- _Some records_
========================================================================

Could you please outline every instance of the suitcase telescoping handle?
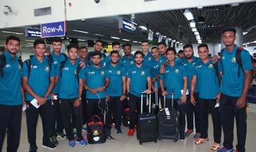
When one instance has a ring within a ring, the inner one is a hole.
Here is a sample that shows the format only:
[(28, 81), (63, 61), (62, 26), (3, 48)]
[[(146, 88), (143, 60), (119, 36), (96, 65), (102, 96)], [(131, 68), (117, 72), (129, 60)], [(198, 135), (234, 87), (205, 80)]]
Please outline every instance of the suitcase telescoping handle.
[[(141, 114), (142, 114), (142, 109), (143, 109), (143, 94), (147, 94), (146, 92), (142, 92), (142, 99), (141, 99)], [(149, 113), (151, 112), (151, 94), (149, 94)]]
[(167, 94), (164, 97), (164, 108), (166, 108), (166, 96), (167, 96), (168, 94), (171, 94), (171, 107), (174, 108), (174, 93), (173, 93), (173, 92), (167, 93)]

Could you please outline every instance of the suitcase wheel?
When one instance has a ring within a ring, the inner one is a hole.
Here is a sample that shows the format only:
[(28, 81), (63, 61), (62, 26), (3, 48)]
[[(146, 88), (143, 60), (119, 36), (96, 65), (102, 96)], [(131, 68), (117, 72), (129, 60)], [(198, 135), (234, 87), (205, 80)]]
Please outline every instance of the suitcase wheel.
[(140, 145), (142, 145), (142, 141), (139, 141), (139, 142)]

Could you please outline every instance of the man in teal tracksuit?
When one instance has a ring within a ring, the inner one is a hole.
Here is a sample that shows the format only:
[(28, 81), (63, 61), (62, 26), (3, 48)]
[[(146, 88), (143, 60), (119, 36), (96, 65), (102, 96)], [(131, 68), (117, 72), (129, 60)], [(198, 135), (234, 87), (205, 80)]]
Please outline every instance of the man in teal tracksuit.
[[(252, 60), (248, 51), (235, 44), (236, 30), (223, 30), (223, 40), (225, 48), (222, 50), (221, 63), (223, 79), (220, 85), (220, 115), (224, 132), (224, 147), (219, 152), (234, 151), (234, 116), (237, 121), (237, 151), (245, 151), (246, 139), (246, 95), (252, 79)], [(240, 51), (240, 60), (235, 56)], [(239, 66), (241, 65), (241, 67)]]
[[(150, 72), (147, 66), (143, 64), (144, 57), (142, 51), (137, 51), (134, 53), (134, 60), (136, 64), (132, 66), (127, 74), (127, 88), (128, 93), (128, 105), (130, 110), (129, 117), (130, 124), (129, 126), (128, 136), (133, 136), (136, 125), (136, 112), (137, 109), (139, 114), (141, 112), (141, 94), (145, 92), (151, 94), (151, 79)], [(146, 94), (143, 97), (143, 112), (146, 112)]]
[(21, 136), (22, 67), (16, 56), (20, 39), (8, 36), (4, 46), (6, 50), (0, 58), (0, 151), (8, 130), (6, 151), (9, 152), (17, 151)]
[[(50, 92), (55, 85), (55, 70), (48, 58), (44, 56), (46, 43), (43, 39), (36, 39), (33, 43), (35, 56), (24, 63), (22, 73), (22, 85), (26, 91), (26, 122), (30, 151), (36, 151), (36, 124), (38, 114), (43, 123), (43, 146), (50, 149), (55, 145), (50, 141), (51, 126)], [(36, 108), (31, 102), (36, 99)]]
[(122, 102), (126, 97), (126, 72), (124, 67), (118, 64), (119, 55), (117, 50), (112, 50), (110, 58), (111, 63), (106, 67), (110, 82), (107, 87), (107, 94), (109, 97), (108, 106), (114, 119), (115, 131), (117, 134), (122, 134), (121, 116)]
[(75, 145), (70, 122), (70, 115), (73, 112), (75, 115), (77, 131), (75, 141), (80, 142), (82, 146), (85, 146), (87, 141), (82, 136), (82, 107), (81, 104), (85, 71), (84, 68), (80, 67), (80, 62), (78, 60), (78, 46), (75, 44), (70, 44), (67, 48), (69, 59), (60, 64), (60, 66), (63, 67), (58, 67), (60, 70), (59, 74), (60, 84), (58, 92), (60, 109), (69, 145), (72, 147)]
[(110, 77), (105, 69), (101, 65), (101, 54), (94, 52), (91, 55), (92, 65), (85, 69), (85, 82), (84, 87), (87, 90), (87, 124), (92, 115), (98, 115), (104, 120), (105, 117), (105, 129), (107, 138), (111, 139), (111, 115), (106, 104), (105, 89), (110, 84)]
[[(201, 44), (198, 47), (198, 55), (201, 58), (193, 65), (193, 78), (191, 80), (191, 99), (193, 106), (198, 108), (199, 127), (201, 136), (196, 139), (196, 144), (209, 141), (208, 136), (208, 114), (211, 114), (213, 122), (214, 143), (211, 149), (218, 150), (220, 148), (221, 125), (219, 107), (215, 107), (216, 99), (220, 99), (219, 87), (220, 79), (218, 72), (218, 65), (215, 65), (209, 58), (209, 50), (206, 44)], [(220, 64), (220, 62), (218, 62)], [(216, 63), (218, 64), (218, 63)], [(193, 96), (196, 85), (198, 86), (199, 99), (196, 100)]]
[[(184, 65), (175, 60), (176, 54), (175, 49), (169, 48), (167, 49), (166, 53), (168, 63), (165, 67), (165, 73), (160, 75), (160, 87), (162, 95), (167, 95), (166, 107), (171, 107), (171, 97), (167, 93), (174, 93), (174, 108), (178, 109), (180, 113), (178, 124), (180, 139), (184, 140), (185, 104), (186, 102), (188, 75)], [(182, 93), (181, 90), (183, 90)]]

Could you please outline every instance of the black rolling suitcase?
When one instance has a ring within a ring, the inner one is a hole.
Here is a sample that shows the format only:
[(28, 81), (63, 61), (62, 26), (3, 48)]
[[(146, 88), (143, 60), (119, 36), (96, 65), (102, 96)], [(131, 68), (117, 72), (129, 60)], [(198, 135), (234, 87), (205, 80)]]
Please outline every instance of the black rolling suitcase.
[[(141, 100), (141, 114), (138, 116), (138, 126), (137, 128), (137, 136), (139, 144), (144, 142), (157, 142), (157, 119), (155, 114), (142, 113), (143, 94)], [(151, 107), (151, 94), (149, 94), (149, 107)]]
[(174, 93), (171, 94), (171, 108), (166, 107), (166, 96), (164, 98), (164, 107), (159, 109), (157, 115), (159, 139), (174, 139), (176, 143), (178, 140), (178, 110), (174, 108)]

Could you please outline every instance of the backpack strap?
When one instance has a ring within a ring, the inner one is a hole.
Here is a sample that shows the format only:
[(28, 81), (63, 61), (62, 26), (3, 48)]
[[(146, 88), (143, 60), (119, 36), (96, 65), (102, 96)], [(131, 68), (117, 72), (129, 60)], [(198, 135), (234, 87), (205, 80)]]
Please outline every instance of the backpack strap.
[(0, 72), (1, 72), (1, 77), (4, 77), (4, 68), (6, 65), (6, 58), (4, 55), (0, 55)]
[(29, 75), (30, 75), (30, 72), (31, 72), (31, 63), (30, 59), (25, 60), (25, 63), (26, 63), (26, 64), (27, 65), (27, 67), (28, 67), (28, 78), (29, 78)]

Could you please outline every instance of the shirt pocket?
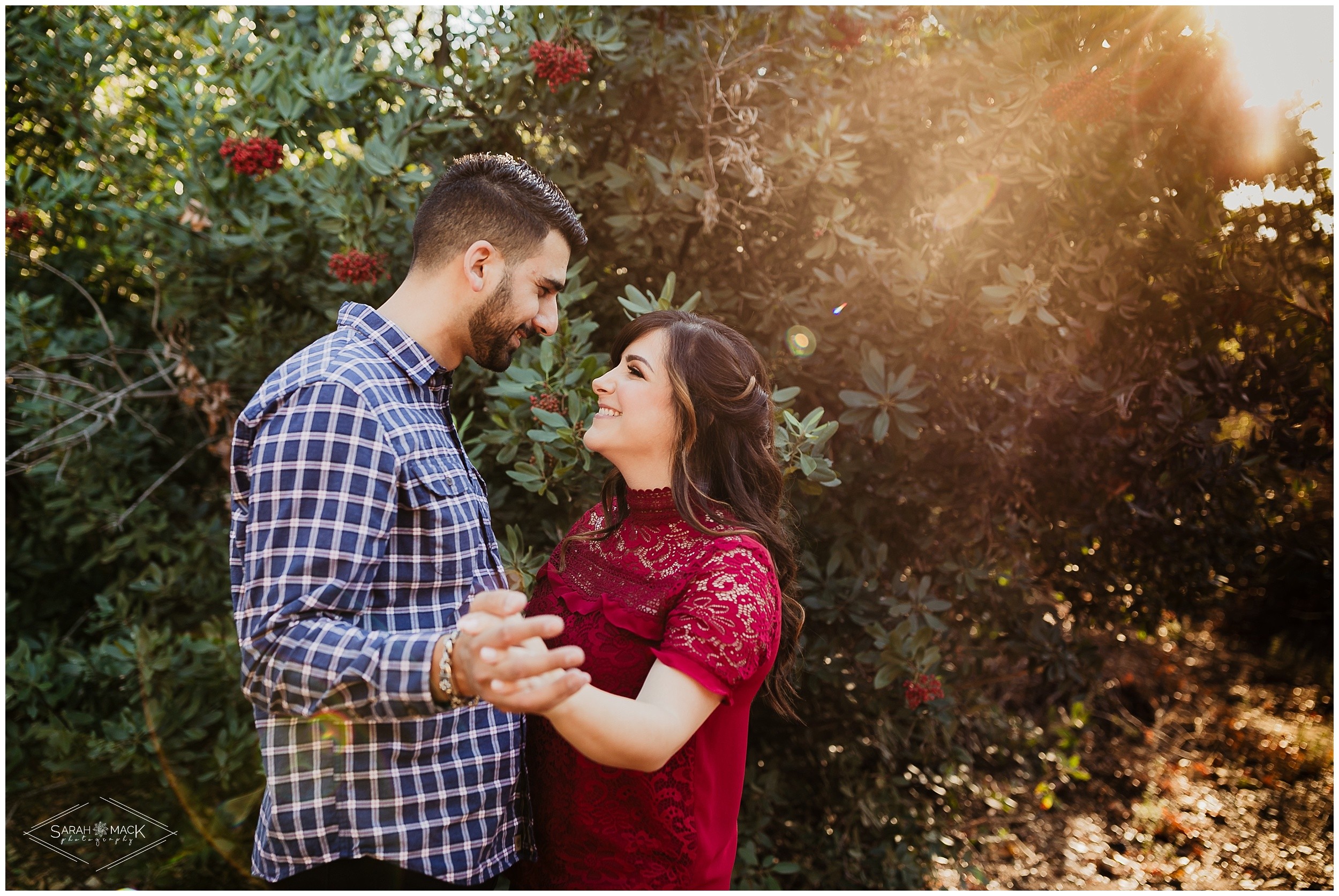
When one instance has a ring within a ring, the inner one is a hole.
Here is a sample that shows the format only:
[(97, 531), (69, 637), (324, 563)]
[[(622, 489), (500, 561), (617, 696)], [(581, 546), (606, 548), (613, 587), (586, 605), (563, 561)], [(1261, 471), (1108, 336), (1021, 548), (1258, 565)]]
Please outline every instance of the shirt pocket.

========================================================================

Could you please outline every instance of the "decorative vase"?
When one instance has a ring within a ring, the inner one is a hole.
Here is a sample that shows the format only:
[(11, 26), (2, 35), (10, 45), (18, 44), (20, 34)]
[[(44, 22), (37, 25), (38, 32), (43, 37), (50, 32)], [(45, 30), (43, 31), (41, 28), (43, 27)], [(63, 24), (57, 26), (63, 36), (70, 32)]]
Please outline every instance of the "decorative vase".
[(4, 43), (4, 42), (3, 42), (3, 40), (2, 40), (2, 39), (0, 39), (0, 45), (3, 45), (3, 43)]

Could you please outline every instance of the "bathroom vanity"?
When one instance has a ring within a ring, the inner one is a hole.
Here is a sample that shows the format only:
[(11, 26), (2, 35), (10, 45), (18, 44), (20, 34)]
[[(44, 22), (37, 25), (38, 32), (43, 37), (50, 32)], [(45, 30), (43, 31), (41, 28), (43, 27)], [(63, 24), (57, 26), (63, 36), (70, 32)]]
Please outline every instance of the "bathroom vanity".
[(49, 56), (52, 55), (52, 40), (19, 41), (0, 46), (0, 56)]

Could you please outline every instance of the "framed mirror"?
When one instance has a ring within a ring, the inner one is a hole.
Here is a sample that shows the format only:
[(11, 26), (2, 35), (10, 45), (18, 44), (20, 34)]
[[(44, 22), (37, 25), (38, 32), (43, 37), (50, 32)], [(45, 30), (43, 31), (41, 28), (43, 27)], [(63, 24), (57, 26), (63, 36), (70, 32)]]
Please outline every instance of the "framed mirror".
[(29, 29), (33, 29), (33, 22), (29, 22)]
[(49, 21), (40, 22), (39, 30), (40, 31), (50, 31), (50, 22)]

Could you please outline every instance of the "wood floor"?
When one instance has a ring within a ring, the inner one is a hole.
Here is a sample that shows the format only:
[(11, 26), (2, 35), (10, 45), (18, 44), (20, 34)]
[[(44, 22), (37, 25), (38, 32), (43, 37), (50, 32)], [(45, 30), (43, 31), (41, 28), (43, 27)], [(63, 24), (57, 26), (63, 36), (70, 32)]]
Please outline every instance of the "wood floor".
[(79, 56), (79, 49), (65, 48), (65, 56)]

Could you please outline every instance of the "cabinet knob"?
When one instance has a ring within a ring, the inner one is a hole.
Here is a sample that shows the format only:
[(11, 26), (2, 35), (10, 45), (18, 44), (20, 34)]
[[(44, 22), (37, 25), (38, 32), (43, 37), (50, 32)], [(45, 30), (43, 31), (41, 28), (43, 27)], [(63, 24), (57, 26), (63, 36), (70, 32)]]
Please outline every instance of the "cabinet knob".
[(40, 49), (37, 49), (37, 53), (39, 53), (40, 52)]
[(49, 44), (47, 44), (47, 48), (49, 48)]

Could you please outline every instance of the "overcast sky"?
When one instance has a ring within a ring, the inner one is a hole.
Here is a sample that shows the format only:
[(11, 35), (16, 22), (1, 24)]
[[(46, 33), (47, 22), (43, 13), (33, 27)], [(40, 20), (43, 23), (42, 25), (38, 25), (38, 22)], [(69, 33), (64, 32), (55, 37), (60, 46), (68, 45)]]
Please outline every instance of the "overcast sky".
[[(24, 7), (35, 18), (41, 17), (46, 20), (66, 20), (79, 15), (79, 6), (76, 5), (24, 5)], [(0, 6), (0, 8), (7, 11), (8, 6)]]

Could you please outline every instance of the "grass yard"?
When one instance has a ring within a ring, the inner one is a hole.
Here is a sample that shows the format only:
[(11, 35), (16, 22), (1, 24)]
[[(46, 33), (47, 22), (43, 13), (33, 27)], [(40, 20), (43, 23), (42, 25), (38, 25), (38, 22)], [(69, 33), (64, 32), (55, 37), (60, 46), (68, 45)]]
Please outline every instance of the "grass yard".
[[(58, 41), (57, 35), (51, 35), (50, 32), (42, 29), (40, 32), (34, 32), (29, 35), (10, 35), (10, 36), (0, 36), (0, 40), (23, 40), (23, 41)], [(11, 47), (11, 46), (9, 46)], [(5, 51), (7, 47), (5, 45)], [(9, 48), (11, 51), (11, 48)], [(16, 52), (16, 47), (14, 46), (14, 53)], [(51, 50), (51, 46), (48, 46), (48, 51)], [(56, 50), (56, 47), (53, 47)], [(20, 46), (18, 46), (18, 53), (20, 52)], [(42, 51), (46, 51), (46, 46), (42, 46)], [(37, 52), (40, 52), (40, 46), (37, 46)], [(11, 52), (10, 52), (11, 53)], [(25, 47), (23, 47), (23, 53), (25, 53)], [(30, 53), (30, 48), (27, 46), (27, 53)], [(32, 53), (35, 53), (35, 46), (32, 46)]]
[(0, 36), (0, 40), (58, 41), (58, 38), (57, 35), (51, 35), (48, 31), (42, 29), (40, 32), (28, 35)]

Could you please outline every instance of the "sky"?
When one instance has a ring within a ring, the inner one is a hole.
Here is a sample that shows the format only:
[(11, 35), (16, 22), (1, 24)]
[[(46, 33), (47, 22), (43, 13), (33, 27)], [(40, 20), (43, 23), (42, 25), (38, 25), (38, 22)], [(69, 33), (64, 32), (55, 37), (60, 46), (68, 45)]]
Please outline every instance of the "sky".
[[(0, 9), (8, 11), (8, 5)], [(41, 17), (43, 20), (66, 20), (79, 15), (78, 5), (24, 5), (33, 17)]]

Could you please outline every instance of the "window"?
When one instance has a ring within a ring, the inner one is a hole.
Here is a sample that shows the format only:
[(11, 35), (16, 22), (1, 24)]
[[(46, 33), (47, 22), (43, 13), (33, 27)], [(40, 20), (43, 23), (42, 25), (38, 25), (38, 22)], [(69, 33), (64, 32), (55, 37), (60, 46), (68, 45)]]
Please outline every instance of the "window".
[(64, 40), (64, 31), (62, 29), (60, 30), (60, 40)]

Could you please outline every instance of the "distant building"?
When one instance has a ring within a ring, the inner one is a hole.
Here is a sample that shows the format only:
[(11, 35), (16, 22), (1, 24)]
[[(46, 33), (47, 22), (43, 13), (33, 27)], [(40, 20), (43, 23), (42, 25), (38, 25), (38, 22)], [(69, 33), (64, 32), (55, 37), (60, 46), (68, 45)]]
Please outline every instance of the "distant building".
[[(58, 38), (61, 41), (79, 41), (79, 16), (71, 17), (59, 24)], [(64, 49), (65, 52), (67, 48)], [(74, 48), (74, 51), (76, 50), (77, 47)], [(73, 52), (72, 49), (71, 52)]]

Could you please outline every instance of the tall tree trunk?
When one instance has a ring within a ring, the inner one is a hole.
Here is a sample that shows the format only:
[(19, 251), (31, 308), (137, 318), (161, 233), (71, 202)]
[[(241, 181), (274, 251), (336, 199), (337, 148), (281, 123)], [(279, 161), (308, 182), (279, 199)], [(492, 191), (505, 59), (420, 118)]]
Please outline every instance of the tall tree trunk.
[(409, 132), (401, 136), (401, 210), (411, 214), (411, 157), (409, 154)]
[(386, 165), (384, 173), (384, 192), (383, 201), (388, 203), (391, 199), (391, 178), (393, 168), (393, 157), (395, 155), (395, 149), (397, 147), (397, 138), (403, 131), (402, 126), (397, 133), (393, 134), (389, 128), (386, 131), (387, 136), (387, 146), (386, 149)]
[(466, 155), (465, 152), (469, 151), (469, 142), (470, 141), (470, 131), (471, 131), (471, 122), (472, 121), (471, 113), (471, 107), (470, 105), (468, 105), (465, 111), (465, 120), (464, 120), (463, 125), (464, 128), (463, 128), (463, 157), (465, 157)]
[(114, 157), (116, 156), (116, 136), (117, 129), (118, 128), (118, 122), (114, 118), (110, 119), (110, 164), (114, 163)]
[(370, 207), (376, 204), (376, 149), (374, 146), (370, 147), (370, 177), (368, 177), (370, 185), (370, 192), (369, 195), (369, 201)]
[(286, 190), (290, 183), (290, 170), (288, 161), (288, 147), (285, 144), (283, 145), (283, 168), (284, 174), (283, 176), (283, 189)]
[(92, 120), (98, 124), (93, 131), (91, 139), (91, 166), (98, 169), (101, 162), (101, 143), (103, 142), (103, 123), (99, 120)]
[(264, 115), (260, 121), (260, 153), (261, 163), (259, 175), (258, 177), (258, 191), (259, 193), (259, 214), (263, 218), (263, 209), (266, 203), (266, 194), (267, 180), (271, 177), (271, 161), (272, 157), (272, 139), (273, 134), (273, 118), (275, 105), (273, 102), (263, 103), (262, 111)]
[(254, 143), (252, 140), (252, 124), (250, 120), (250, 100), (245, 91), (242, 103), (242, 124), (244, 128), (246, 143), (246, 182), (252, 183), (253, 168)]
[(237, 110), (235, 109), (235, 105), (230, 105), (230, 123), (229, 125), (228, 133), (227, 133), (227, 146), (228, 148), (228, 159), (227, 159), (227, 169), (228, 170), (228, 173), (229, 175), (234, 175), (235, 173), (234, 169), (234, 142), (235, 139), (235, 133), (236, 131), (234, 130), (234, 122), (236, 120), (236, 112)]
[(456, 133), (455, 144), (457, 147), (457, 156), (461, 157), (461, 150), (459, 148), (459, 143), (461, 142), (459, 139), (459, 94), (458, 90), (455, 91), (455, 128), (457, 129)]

========================================================================

- _Task description_
Update the items from the line with "Could you please outline every instance of the tall" up to and including the line with "146), (386, 149)]", replacing "tall tree trunk" with "slender tree trunk" and keeping everything else the same.

- _Solution to the problem_
Could you please outline every instance of the slender tree trunk?
When one instance has a ring within a ring, the inner one is a hole.
Here is a sample that shows the format only:
[(19, 251), (31, 308), (137, 318), (161, 233), (71, 202)]
[[(241, 181), (274, 251), (336, 199), (337, 148), (281, 123)], [(279, 161), (308, 182), (279, 199)], [(492, 191), (505, 59), (420, 118)]]
Please outline every instance of the slender tree trunk.
[(409, 132), (401, 136), (401, 210), (411, 214), (411, 157), (409, 154)]
[(386, 165), (384, 173), (384, 192), (383, 201), (388, 203), (391, 199), (391, 178), (393, 168), (393, 157), (395, 155), (395, 149), (397, 147), (397, 138), (403, 131), (402, 126), (397, 133), (393, 134), (389, 128), (386, 131), (387, 136), (387, 146), (386, 149)]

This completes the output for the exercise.